Your tasks:
1 - In the proof of validator post, write out the passage that begins at the words "In this post, we" and stops after "an Ethereum validator.".
2 - According to the proof of validator post, what scaling tech does Ethereum's roadmap include?

Text excerpt:
Proof of Validator: A simple anonymous credential scheme for Ethereum’s DHT
Authors: George Kadianakis, Mary Maller, Andrija Novakovic, Suphanat Chunhapanya
Introduction
Ethereum’s roadmap incorporates a scaling tech called Data Availability Sampling (DAS). DAS introduces new requirements to Ethereum’s networking stack, necessitating the implementation of specialized networking protocols. One prominent protocol proposal uses a Distributed Hash Table (DHT) based on Kademlia to store and retrieve the samples of the data.
However, DHTs are susceptible to Sybil attacks: An attacker who controls a large number of DHT nodes can make DAS samples unavailable. To counteract this threat, a hightrust networking layer can be established, consisting solely of beacon chain validators. Such a security measure significantly raises the barrier for attackers, as they must now stake their own ETH to attack the DHT.
In this post, we introduce a proof of validator protocol, which enables DHT participants to demonstrate, in zeroknowledge, that they are an Ethereum validator.
Motivation: “Sample hiding” attack on DAS
In this section, we motivate further the proof of validator protocol by describing a Sybil attack against Data Availability Sampling.

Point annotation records
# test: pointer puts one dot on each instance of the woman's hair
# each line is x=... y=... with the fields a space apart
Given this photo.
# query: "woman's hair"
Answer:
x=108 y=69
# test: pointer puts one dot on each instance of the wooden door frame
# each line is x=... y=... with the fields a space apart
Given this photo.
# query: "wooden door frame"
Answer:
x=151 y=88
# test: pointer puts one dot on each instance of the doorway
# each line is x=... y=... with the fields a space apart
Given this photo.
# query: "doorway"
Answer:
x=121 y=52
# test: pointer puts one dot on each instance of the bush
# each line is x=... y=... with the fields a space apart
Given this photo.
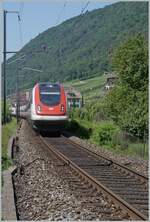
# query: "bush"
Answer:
x=105 y=132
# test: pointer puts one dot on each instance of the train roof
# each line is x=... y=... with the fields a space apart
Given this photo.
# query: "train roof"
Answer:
x=49 y=86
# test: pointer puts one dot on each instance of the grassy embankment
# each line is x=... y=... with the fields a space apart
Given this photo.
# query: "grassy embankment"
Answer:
x=7 y=132
x=103 y=133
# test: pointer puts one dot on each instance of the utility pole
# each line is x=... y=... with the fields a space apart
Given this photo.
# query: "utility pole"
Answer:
x=4 y=62
x=4 y=69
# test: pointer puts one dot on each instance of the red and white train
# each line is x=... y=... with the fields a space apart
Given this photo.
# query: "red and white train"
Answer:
x=48 y=107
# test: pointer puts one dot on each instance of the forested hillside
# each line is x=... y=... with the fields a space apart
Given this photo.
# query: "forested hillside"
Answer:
x=81 y=46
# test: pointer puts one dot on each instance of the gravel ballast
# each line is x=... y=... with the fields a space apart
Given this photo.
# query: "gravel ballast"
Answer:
x=138 y=164
x=43 y=190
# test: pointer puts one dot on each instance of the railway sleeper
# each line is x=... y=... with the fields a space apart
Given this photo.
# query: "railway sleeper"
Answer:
x=123 y=182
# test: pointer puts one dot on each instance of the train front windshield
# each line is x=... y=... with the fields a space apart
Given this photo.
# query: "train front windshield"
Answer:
x=50 y=94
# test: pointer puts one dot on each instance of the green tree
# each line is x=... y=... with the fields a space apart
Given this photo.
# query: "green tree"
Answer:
x=127 y=103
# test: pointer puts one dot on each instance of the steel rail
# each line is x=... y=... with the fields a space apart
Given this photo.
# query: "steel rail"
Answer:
x=108 y=159
x=131 y=211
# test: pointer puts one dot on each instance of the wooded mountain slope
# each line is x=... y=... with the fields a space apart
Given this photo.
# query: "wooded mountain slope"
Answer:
x=79 y=47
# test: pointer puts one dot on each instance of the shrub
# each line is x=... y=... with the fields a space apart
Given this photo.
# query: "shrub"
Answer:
x=105 y=132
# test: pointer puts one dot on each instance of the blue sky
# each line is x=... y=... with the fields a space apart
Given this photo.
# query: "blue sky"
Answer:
x=38 y=16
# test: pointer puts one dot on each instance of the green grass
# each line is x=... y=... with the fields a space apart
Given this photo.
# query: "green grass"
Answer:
x=89 y=88
x=118 y=146
x=7 y=132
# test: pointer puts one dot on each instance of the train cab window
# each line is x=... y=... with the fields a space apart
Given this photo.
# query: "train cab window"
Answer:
x=50 y=94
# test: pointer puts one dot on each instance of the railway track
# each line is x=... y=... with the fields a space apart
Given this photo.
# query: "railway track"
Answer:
x=123 y=186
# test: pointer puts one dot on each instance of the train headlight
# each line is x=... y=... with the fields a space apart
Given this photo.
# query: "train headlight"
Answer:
x=62 y=108
x=39 y=108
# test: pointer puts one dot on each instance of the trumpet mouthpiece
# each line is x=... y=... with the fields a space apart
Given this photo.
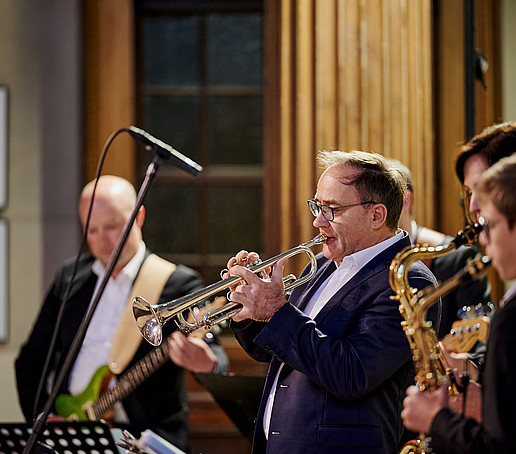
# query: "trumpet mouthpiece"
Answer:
x=147 y=321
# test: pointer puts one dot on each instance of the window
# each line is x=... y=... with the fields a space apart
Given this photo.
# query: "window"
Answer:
x=201 y=91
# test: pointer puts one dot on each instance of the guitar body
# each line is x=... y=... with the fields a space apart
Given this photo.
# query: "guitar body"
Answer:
x=72 y=407
x=96 y=401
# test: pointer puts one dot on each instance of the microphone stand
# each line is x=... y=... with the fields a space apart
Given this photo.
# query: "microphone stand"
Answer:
x=81 y=332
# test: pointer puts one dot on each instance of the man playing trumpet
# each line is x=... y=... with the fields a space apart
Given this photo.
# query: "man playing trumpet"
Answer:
x=339 y=359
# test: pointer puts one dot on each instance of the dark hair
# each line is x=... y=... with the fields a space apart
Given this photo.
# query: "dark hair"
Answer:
x=377 y=180
x=492 y=144
x=498 y=183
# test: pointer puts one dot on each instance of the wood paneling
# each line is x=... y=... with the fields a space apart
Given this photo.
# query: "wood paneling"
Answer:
x=352 y=75
x=110 y=85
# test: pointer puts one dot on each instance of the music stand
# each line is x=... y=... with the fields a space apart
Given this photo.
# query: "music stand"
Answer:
x=238 y=395
x=73 y=437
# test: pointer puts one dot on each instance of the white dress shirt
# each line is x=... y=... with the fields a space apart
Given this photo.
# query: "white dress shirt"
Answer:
x=96 y=346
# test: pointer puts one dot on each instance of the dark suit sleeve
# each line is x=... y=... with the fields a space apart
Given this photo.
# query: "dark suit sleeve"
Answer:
x=452 y=433
x=475 y=293
x=350 y=364
x=30 y=362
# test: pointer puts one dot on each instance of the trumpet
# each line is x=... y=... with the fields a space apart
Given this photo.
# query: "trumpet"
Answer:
x=151 y=318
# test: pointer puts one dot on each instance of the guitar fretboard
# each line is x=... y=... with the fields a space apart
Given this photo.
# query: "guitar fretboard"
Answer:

Solutions per task:
1 -
In this post, we introduce a proof of validator protocol, which enables DHT participants to demonstrate, in zeroknowledge, that they are an Ethereum validator.

2 - Data Availability Sampling (DAS).